## What is expected
Copy out the stretch of records from the line containing "diagonal branch is. Please return the bounding box." through the line containing "[937,0,1150,276]", keeping every line unchanged. Leave out everything outside that stretch.

■ ■ ■ ■ ■

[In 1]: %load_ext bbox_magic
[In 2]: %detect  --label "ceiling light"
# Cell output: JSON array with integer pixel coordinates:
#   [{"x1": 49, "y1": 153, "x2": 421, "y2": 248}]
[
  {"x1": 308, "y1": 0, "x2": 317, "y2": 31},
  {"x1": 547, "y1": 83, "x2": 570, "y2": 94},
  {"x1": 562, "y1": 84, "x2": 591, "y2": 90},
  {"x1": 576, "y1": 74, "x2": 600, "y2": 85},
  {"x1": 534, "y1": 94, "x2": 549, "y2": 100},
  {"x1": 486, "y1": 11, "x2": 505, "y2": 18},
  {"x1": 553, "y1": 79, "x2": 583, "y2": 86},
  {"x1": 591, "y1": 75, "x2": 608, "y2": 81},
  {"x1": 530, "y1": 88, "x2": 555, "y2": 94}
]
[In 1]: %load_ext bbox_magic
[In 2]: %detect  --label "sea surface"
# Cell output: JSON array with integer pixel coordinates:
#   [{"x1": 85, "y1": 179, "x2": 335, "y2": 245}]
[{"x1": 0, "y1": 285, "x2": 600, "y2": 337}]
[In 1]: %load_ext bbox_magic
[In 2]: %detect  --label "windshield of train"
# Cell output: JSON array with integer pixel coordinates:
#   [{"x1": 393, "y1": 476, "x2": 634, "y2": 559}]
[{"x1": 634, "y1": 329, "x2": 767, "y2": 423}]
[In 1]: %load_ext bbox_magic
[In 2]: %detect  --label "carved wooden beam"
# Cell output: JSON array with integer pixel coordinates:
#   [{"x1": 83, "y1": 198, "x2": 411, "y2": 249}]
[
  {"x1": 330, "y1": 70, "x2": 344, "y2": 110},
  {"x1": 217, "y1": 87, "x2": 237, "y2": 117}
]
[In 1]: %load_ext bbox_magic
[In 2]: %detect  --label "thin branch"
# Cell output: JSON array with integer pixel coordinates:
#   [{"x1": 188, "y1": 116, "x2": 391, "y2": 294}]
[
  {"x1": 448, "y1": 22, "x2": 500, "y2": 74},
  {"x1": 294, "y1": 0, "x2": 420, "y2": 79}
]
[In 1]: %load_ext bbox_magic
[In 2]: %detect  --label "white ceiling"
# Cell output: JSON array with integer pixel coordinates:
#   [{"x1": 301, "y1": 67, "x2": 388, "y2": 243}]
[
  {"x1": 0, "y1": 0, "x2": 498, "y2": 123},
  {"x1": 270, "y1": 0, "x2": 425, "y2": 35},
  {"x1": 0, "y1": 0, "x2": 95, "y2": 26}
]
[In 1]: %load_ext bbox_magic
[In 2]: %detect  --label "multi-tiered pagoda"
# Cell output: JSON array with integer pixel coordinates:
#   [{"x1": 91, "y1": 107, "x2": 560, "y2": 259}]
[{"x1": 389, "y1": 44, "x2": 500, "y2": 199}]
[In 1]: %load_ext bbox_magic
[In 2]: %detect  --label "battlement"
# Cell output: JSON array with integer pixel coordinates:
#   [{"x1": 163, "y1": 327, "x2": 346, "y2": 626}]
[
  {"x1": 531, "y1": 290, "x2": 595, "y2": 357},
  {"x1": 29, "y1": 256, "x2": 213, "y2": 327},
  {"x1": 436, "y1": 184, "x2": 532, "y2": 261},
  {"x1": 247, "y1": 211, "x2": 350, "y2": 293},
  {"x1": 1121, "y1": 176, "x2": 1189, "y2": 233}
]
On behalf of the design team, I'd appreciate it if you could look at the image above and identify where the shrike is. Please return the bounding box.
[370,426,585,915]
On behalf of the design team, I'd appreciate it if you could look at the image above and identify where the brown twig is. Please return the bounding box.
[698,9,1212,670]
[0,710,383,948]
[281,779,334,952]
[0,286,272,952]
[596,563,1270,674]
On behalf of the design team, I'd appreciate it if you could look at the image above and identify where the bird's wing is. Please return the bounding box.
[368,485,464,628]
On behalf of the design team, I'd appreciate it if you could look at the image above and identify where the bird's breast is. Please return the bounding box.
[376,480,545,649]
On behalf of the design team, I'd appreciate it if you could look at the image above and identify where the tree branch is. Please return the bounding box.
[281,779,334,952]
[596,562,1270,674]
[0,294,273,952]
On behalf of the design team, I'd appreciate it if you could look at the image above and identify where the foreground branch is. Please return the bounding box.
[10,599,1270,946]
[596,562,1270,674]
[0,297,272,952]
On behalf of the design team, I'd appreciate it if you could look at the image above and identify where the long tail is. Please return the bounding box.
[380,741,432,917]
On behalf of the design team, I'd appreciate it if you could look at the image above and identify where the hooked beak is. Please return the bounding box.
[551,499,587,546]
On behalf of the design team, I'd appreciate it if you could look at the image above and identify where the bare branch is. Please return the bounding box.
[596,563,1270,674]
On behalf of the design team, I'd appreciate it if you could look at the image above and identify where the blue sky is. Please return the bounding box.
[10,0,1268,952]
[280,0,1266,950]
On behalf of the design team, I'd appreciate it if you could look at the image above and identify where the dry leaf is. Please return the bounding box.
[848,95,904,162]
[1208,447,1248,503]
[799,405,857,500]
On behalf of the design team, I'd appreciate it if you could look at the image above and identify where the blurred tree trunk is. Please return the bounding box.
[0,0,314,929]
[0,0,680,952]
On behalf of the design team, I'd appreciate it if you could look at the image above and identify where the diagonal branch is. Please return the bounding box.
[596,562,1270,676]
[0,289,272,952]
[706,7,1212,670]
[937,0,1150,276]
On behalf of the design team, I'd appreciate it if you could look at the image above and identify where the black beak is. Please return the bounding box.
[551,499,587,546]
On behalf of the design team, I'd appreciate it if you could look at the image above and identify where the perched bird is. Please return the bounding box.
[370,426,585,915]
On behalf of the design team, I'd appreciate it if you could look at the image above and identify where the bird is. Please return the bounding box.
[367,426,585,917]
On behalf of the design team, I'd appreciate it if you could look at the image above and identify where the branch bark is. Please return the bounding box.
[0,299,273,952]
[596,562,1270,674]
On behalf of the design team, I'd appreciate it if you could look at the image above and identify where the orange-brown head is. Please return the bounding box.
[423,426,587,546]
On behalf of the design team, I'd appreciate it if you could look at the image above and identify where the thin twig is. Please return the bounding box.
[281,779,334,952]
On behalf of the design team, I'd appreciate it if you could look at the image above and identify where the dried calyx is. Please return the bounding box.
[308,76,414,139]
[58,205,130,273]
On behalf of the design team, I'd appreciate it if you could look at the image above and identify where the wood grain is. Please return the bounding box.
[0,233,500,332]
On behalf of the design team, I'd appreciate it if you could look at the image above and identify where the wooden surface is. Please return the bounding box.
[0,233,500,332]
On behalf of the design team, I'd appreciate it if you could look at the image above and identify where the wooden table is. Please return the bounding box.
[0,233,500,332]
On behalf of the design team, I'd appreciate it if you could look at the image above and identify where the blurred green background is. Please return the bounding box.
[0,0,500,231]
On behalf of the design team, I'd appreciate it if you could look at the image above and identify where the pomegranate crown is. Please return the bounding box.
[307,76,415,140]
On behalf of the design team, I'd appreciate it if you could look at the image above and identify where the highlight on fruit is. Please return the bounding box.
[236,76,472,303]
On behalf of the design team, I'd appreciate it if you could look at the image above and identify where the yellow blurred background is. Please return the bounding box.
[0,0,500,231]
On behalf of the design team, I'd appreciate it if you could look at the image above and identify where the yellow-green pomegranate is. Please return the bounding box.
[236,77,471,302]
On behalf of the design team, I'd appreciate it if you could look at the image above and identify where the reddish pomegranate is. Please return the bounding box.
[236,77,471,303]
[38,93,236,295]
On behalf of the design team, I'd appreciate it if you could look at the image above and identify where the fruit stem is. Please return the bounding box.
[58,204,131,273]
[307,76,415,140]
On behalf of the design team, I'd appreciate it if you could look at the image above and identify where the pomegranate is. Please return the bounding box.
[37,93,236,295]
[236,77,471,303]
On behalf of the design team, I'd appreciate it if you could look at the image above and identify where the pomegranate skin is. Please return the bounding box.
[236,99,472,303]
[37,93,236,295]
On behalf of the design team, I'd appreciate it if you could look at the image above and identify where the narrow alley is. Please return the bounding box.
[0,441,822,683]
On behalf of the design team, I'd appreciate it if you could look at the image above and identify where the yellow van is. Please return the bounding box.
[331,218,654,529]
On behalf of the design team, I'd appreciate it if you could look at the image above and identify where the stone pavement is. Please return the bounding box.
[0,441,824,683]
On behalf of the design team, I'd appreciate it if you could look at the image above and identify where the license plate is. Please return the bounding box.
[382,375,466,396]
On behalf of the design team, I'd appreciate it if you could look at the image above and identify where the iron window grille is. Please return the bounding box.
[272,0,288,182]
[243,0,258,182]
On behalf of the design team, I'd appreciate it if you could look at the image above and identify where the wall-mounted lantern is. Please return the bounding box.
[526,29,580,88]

■ ■ ■ ■ ■

## Correct output
On behalf of the design team, I'd appreciate it if you could look at the image above and identify where the diagonal branch is. Please return the bounding box.
[596,562,1270,676]
[0,289,272,952]
[706,7,1212,670]
[937,0,1150,276]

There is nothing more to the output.